-------- Record set --------

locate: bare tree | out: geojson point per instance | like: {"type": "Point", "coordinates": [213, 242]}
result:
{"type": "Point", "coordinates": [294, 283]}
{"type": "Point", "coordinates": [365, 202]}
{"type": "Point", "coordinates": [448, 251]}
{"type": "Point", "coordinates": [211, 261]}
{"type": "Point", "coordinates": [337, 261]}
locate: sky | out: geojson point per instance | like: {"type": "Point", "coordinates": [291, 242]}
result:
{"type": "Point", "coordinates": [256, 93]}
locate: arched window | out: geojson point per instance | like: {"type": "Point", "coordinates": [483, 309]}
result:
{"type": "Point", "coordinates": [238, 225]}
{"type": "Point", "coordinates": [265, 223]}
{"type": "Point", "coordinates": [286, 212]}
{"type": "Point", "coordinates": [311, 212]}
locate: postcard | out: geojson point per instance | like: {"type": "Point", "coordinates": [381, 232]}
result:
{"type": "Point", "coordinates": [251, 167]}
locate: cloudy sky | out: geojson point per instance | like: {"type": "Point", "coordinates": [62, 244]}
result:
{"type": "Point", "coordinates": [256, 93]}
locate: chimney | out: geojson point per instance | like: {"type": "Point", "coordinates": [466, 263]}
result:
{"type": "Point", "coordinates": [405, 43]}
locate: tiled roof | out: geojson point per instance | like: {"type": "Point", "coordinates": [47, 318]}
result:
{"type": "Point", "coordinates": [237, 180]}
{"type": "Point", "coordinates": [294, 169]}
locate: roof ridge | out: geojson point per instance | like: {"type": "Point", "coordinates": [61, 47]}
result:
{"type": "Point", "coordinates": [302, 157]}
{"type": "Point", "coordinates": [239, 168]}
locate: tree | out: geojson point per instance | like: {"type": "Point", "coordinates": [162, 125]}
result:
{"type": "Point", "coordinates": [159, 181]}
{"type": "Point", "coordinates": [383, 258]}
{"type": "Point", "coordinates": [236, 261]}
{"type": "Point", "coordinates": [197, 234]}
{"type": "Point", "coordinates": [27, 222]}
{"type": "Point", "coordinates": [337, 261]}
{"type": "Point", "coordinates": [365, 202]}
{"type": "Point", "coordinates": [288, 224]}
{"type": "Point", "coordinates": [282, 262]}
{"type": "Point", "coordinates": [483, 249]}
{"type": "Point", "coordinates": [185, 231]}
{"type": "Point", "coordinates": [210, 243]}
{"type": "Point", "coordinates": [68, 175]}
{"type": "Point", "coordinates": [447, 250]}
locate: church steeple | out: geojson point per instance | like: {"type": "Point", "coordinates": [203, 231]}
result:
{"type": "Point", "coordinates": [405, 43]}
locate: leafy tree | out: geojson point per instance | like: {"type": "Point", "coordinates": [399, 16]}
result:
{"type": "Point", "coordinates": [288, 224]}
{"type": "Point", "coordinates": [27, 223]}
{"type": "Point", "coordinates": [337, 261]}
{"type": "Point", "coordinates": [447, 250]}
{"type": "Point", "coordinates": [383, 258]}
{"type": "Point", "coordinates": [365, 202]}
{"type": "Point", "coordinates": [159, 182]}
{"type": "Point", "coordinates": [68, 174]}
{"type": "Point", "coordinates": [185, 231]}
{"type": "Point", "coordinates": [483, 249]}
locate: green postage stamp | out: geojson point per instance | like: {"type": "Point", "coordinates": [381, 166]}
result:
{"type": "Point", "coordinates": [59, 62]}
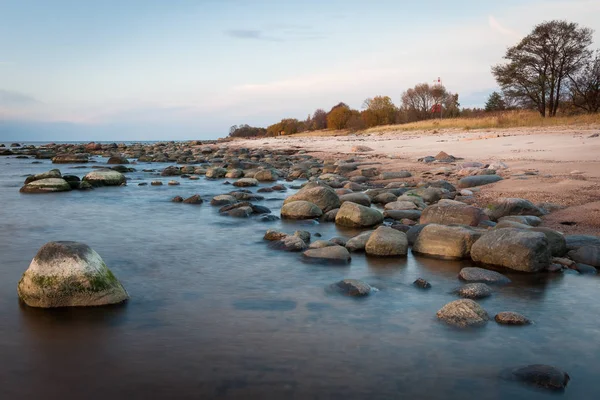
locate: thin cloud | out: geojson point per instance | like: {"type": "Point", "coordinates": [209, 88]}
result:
{"type": "Point", "coordinates": [498, 27]}
{"type": "Point", "coordinates": [277, 33]}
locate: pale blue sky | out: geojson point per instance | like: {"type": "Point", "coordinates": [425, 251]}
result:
{"type": "Point", "coordinates": [182, 69]}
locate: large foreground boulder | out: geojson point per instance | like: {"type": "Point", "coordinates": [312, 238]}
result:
{"type": "Point", "coordinates": [69, 274]}
{"type": "Point", "coordinates": [517, 249]}
{"type": "Point", "coordinates": [323, 196]}
{"type": "Point", "coordinates": [105, 177]}
{"type": "Point", "coordinates": [452, 242]}
{"type": "Point", "coordinates": [300, 210]}
{"type": "Point", "coordinates": [452, 212]}
{"type": "Point", "coordinates": [512, 206]}
{"type": "Point", "coordinates": [356, 216]}
{"type": "Point", "coordinates": [463, 313]}
{"type": "Point", "coordinates": [48, 185]}
{"type": "Point", "coordinates": [385, 242]}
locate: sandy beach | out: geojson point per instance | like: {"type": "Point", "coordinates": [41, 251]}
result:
{"type": "Point", "coordinates": [546, 165]}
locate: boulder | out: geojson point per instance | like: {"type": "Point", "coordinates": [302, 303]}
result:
{"type": "Point", "coordinates": [69, 274]}
{"type": "Point", "coordinates": [48, 185]}
{"type": "Point", "coordinates": [478, 180]}
{"type": "Point", "coordinates": [511, 318]}
{"type": "Point", "coordinates": [333, 253]}
{"type": "Point", "coordinates": [543, 376]}
{"type": "Point", "coordinates": [352, 287]}
{"type": "Point", "coordinates": [463, 313]}
{"type": "Point", "coordinates": [70, 159]}
{"type": "Point", "coordinates": [53, 173]}
{"type": "Point", "coordinates": [512, 206]}
{"type": "Point", "coordinates": [386, 241]}
{"type": "Point", "coordinates": [323, 197]}
{"type": "Point", "coordinates": [516, 249]}
{"type": "Point", "coordinates": [356, 216]}
{"type": "Point", "coordinates": [105, 177]}
{"type": "Point", "coordinates": [300, 210]}
{"type": "Point", "coordinates": [447, 213]}
{"type": "Point", "coordinates": [358, 242]}
{"type": "Point", "coordinates": [358, 198]}
{"type": "Point", "coordinates": [450, 242]}
{"type": "Point", "coordinates": [118, 160]}
{"type": "Point", "coordinates": [475, 274]}
{"type": "Point", "coordinates": [474, 291]}
{"type": "Point", "coordinates": [245, 182]}
{"type": "Point", "coordinates": [589, 255]}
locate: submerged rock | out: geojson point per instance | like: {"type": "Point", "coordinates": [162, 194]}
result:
{"type": "Point", "coordinates": [69, 274]}
{"type": "Point", "coordinates": [463, 313]}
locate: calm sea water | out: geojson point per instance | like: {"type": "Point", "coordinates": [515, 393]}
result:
{"type": "Point", "coordinates": [216, 313]}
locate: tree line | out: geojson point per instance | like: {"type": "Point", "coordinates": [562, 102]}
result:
{"type": "Point", "coordinates": [550, 70]}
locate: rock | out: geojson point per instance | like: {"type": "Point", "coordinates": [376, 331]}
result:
{"type": "Point", "coordinates": [266, 175]}
{"type": "Point", "coordinates": [360, 149]}
{"type": "Point", "coordinates": [422, 284]}
{"type": "Point", "coordinates": [475, 274]}
{"type": "Point", "coordinates": [352, 287]}
{"type": "Point", "coordinates": [446, 213]}
{"type": "Point", "coordinates": [585, 269]}
{"type": "Point", "coordinates": [223, 200]}
{"type": "Point", "coordinates": [70, 159]}
{"type": "Point", "coordinates": [511, 318]}
{"type": "Point", "coordinates": [576, 241]}
{"type": "Point", "coordinates": [53, 173]}
{"type": "Point", "coordinates": [48, 185]}
{"type": "Point", "coordinates": [358, 198]}
{"type": "Point", "coordinates": [556, 241]}
{"type": "Point", "coordinates": [386, 241]}
{"type": "Point", "coordinates": [543, 376]}
{"type": "Point", "coordinates": [399, 215]}
{"type": "Point", "coordinates": [195, 199]}
{"type": "Point", "coordinates": [474, 291]}
{"type": "Point", "coordinates": [589, 255]}
{"type": "Point", "coordinates": [69, 274]}
{"type": "Point", "coordinates": [522, 219]}
{"type": "Point", "coordinates": [300, 210]}
{"type": "Point", "coordinates": [463, 313]}
{"type": "Point", "coordinates": [117, 160]}
{"type": "Point", "coordinates": [356, 216]}
{"type": "Point", "coordinates": [358, 242]}
{"type": "Point", "coordinates": [323, 197]}
{"type": "Point", "coordinates": [512, 206]}
{"type": "Point", "coordinates": [216, 173]}
{"type": "Point", "coordinates": [450, 242]}
{"type": "Point", "coordinates": [413, 233]}
{"type": "Point", "coordinates": [478, 180]}
{"type": "Point", "coordinates": [330, 253]}
{"type": "Point", "coordinates": [516, 249]}
{"type": "Point", "coordinates": [105, 177]}
{"type": "Point", "coordinates": [400, 205]}
{"type": "Point", "coordinates": [245, 182]}
{"type": "Point", "coordinates": [330, 216]}
{"type": "Point", "coordinates": [171, 171]}
{"type": "Point", "coordinates": [304, 235]}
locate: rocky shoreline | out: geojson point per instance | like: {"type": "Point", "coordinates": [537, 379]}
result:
{"type": "Point", "coordinates": [433, 211]}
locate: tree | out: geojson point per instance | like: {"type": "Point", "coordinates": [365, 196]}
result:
{"type": "Point", "coordinates": [319, 119]}
{"type": "Point", "coordinates": [338, 117]}
{"type": "Point", "coordinates": [495, 102]}
{"type": "Point", "coordinates": [380, 110]}
{"type": "Point", "coordinates": [539, 65]}
{"type": "Point", "coordinates": [585, 86]}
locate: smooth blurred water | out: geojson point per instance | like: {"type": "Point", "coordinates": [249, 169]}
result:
{"type": "Point", "coordinates": [216, 313]}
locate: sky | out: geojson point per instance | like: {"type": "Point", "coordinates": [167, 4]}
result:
{"type": "Point", "coordinates": [183, 69]}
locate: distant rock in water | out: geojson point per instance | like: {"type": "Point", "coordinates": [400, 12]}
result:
{"type": "Point", "coordinates": [69, 274]}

--------

● What to produce
Please show each line in the records above that contains "roof".

● Exercise solution
locate: tiled roof | out: geojson point per instance | like: {"type": "Point", "coordinates": [47, 318]}
locate: roof ridge | out: geojson point per instance | like: {"type": "Point", "coordinates": [61, 47]}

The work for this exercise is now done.